-- Directive --
Nothing may be dropped or altered: reproduce all the data.

___ Data rows ___

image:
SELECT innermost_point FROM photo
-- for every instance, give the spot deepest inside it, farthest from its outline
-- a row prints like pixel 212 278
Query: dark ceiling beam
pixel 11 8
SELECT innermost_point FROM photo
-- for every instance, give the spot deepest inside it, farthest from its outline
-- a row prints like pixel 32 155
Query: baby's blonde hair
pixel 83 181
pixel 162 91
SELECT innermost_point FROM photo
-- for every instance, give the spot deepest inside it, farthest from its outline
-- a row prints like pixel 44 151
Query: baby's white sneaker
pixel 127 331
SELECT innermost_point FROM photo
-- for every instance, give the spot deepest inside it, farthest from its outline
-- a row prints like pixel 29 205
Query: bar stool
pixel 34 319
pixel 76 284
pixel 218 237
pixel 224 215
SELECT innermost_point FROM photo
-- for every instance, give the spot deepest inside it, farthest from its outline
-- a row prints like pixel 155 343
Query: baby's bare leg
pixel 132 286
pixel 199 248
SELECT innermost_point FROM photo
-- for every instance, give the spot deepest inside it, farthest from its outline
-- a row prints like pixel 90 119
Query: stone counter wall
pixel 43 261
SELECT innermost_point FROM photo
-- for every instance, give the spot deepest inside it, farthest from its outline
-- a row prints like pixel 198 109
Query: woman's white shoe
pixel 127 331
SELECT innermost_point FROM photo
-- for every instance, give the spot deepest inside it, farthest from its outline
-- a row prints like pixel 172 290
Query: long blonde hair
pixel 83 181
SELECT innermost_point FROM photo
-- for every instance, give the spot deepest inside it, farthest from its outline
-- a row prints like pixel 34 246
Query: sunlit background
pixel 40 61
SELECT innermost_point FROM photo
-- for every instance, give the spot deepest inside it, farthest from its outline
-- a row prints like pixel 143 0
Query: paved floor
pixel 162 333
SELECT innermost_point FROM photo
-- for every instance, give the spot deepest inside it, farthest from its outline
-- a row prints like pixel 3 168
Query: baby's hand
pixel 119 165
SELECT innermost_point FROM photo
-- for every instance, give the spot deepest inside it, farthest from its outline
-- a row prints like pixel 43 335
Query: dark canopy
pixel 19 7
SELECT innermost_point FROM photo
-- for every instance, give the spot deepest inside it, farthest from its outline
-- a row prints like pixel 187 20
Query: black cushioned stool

___

-- Exercise result --
image:
SELECT innermost_point FROM photo
-- for every instance, give the spot deepest inside it, farthest from its outline
-- a row prints like pixel 212 278
Query: dark ceiling beam
pixel 11 8
SELECT innermost_point FROM photo
-- for every instance, give the spot deepest inside it, farthest from its outline
-- a row prints like pixel 32 155
Query: baby's blonde hair
pixel 83 181
pixel 162 91
SELECT innermost_point FROM photo
-- for every instance, give the spot deepest inside it, farthest from its outline
-- a row prints like pixel 44 151
Query: baby's white sneaker
pixel 127 331
SELECT innermost_point FROM photo
-- for every instance, give the spot deepest inside it, farthest from its outline
-- a row prints like pixel 29 205
Query: bar stool
pixel 34 319
pixel 76 284
pixel 218 237
pixel 224 215
SELECT innermost_point FROM photo
-- for every instance, give the spot deepest inside it, farthest from its outline
-- a row prints like pixel 155 343
Query: baby's bare leg
pixel 132 286
pixel 199 248
SELECT innermost_point FROM photo
-- for every instance, give the spot deepest inside it, farthest from its outline
-- a row prints like pixel 90 119
Query: stone counter wall
pixel 43 261
SELECT innermost_point FROM photo
-- for every instance, give the spot deepest inside it, farthest from its outline
-- a row prints like pixel 198 109
Query: woman's white shoe
pixel 127 331
SELECT innermost_point FROM photo
-- for every instance, give the spot deepest inside it, farthest from its outline
-- a row prints like pixel 172 290
Query: long blonde hair
pixel 83 181
SELECT innermost_point FROM photo
-- for every instance, give the spot deepest inside it, farthest from its outline
-- a row prints like pixel 34 246
Query: sunlit background
pixel 40 61
SELECT innermost_point FROM photo
-- for every instance, give the spot deepest inside it, farthest from its outline
-- a row prints like pixel 143 0
Query: paved floor
pixel 162 333
SELECT innermost_point FROM photo
-- for every instance, give the spot deepest inside it, farthest from its outline
-- a row prints like pixel 3 168
Query: baby's hand
pixel 119 165
SELECT innermost_point FROM photo
-- for every instance, give the spot deepest inside it, farthest from its outline
-- a row prints like pixel 43 335
Query: dark canopy
pixel 19 7
SELECT innermost_point FROM photo
-- for every instance, give the spot deepest inside it, farthest from its outline
-- a row prints like pixel 187 20
Query: black cushioned stool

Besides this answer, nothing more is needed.